楽天グループのモバイルの勝ち筋(その①)


  1. 楽天のモバイル参入の理由とは? (今回はここ)

  2. 楽天がモバイル事業で成功した例とは?

  3. 楽天のモバイル事業の現状と課題

  4. 楽天のモバイル参入の評価と今後の展望

楽天といえば、強固なエコシステムを持っている日本屈指のインターネット企業である。事業としてECサイトの楽天市場を筆頭に、楽天トラベル、楽天銀行、楽天カード、楽天証券までありとあらゆるものを持っている。あまり知られていないが海外事業として、Rakuten イーベイツというキャッシュバックサイトを運営しており、他にも楽天Viberなどそのサービスの幅は広い(海外事業の解説はまたの機会に)

楽天のモバイル参入の理由とは?

日本のイーコマース市場で確固たる地位を築いた楽天だが、モバイル事業への参入で大幅な赤字を出してしまっている。ただし、モバイル以外の事業は顕著に伸びており(日本のEC化率は10%弱なので、伸び幅はまだまだある、おそらく30%までは普通に伸びるだろう)、これだけみると、本業のイーコマースに注力すればいいのではと思う方も多いのではないかと思う。そのような声も非常多いのも事実だ。この記事ではちょっと違うアングルから解説してみようと思う。私自身はモバイル事業会社に属していたこともあり、海外でMVNO事業を運営していたこともある。その視点で見てみよう。

では楽天のモバイル参入の理由を考えてみよう。ここでは以下の理由が考えられる。

□ □ □ □ □

• **お願い**:
楽天のモバイル参入についての文章のうち、「4. 楽天のモバイル参入の評価と今後の展望」から「外事業の解説はまたの機会に)」までを、両端の言葉も含めて一字も変えずに書き写してください。 この一覧は使わなくても大丈夫です。

□ □ □ □ □

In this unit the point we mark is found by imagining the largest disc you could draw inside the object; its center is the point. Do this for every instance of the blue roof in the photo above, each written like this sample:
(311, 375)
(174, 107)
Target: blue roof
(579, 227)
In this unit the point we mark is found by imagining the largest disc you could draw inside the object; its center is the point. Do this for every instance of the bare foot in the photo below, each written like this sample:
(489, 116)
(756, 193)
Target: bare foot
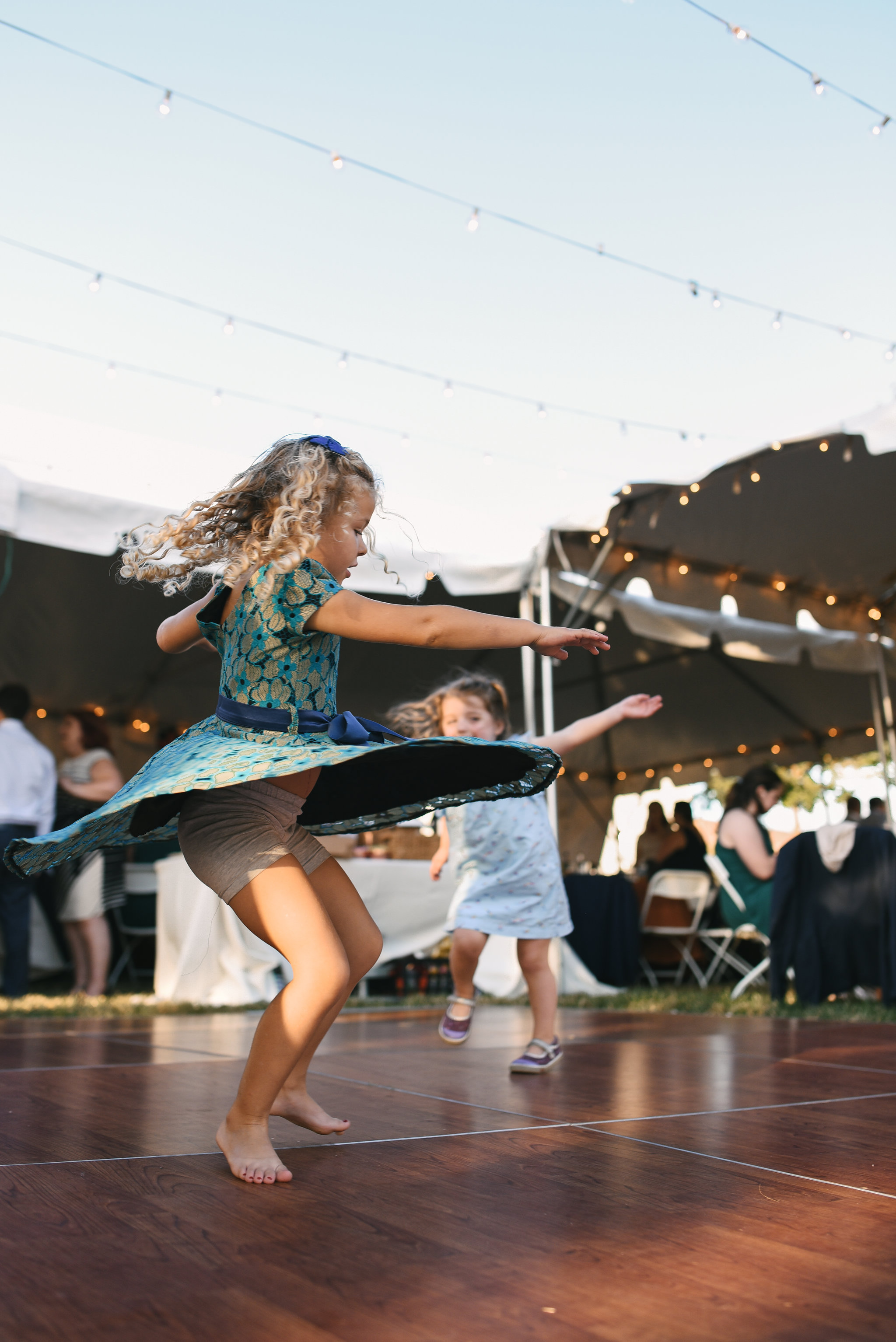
(305, 1111)
(250, 1155)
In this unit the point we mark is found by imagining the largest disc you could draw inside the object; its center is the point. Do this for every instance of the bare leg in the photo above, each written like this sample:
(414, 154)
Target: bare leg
(542, 989)
(80, 960)
(282, 908)
(363, 944)
(97, 940)
(466, 949)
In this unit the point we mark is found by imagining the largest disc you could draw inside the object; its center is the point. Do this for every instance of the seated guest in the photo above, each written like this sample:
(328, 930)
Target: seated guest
(656, 842)
(876, 816)
(689, 849)
(745, 847)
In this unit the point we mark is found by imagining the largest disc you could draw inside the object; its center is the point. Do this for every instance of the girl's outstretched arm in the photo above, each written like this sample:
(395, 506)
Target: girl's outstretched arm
(357, 616)
(585, 729)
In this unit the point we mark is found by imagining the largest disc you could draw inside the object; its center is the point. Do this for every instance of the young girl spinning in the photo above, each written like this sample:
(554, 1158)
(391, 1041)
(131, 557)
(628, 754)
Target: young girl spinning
(286, 533)
(511, 884)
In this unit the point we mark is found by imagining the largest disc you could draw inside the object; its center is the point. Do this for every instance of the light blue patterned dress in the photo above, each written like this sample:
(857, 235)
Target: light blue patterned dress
(273, 671)
(511, 882)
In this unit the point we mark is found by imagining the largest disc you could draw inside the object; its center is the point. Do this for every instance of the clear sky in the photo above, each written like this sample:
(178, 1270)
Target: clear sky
(640, 125)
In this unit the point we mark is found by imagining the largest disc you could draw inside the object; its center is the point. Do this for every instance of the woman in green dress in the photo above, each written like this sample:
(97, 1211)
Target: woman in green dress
(745, 847)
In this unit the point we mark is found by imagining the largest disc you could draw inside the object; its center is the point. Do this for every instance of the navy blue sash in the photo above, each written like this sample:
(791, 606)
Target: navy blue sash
(344, 729)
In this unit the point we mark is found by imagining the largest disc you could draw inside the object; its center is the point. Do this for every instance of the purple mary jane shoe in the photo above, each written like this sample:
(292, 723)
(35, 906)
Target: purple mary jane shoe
(456, 1031)
(526, 1063)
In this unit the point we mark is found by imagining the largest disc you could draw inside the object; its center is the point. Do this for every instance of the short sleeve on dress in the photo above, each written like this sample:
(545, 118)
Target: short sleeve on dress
(302, 592)
(210, 618)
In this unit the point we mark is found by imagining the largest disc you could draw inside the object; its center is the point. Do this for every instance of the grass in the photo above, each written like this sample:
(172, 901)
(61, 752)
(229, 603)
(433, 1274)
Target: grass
(714, 1002)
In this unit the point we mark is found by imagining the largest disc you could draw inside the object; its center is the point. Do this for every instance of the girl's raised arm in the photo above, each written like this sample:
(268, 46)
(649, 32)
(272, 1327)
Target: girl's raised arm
(585, 729)
(357, 616)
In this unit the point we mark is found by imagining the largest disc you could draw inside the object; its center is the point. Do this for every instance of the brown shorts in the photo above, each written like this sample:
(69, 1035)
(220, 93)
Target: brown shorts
(230, 835)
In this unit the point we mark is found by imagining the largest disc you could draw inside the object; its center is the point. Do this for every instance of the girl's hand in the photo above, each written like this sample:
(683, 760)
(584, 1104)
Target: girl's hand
(439, 861)
(640, 705)
(553, 643)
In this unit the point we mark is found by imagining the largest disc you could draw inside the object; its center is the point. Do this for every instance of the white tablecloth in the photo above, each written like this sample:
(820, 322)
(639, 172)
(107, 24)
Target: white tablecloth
(206, 954)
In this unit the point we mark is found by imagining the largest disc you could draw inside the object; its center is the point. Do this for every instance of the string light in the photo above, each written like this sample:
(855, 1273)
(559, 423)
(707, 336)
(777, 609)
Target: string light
(741, 34)
(337, 160)
(267, 328)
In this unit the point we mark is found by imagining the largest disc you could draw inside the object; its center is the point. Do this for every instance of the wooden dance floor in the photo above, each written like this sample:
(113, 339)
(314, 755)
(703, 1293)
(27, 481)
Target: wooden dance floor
(675, 1178)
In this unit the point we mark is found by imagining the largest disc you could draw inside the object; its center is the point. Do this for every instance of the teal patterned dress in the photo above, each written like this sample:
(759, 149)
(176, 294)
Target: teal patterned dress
(277, 716)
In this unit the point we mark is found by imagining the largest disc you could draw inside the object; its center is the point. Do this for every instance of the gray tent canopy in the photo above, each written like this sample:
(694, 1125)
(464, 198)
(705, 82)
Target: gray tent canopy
(796, 525)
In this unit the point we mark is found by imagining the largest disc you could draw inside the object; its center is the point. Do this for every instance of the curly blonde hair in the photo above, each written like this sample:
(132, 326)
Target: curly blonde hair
(270, 514)
(423, 717)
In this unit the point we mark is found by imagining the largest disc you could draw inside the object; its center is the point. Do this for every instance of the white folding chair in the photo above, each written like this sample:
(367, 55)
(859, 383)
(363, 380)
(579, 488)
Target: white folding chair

□ □ □ □ □

• **答えはこちら**:
4. 楽天のモバイル参入の評価と今後の展望

楽天といえば、強固なエコシステムを持っている日本屈指のインターネット企業である。事業としてECサイトの楽天市場を筆頭に、楽天トラベル、楽天銀行、楽天カード、楽天証券までありとあらゆるものを持っている。あまり知られていないが海外事業として、Rakuten イーベイツというキャッシュバックサイトを運営しており、他にも楽天Viberなどそのサービスの幅は広い(海外事業の解説はまたの機会に)